• [EXERCISE REQUIREMENTS]:
A: Reproduce part of the passage on Chile's reforms word for word, beginning at the words "Pinochet allowed Milton" and stopping after "would buy them.".
B: In the passage on Chile's reforms, among how many companies was the Social Security System divided?

• [EXCERPT TO READ]:
Pinochet allowed Milton Friedman and his cronies, principally Arnold Harberger, along with a small clique of Chilean "neoliberal" economists to implement this "neoliberal" agenda. Here was Friedman's chance to prove himself right and Samuelson wrong. Friedman was given a more-or-less free hand to implement whatever economic reforms he deemed needed, and Friedman did so with a vengeance. In a quick succession of reforms, the collective-bargaining law was abolished, essentially eliminating the influence of labor unions. The minimum wage law was abolished. The Social Security System was privatized, by being evenly divided among six companies, each to compete with each other. Public assets were sold, often at bargain basement prices, to whoever would buy them.

On the political side, Pinochet did his part by rounding up any opponents of the "neoliberal" agenda. Anyone who questioned the wisdom of the reforms being implemented by the "Chicago Boys" was swiftly rounded up and, as often as not, never heard from again. Trade union organizers, economic justice advocates, Leftists and anyone else who objected to the reforms began to disappear. By the end of his regime, Pinochet was responsible for the deaths of at least 3,000 people and the disappearance of many thousands more.

• [DATA ENTRIES]:
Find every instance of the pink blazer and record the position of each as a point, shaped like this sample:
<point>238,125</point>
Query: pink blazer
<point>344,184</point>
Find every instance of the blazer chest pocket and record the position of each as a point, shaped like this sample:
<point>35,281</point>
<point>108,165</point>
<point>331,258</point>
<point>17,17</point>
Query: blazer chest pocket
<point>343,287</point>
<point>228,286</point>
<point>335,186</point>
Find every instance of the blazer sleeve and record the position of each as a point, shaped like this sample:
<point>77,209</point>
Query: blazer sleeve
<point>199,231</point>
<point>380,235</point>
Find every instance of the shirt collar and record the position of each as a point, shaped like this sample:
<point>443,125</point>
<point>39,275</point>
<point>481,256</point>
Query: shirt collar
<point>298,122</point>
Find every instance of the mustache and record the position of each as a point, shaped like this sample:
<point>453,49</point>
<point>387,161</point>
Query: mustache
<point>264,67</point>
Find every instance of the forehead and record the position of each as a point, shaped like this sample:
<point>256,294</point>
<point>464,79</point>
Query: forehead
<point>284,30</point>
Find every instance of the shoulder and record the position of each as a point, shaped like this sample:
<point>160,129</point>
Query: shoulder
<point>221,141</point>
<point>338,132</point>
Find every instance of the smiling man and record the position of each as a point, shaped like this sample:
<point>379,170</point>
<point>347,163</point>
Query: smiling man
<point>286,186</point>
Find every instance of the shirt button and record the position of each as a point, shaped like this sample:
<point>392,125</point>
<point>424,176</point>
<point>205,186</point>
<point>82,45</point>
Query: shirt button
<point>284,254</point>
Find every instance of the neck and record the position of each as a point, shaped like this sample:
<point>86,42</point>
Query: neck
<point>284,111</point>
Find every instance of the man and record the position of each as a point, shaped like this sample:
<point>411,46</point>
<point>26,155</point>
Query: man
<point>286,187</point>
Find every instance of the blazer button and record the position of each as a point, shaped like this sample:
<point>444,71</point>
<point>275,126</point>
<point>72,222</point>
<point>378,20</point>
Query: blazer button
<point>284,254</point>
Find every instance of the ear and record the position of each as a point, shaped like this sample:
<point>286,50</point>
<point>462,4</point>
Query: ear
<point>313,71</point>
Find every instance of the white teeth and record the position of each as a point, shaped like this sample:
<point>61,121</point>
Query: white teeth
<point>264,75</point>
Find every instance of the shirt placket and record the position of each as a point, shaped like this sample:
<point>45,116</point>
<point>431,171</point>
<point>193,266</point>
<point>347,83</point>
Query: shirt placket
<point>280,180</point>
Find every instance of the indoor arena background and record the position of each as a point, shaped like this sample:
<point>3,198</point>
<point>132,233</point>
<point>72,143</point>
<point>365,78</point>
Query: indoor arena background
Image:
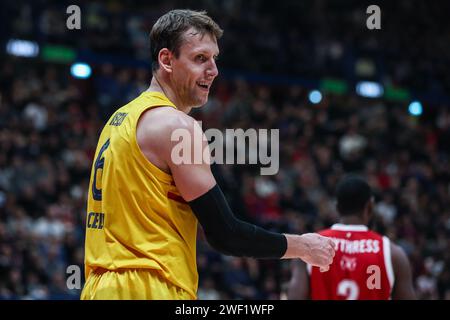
<point>290,65</point>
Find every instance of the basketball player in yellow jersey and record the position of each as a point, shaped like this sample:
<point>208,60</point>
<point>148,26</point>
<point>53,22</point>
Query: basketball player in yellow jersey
<point>143,209</point>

• [OUTPUTS]:
A:
Pinochet allowed Milton Friedman and his cronies, principally Arnold Harberger, along with a small clique of Chilean "neoliberal" economists to implement this "neoliberal" agenda. Here was Friedman's chance to prove himself right and Samuelson wrong. Friedman was given a more-or-less free hand to implement whatever economic reforms he deemed needed, and Friedman did so with a vengeance. In a quick succession of reforms, the collective-bargaining law was abolished, essentially eliminating the influence of labor unions. The minimum wage law was abolished. The Social Security System was privatized, by being evenly divided among six companies, each to compete with each other. Public assets were sold, often at bargain basement prices, to whoever would buy them.

B: Six companies, with the system divided evenly among them.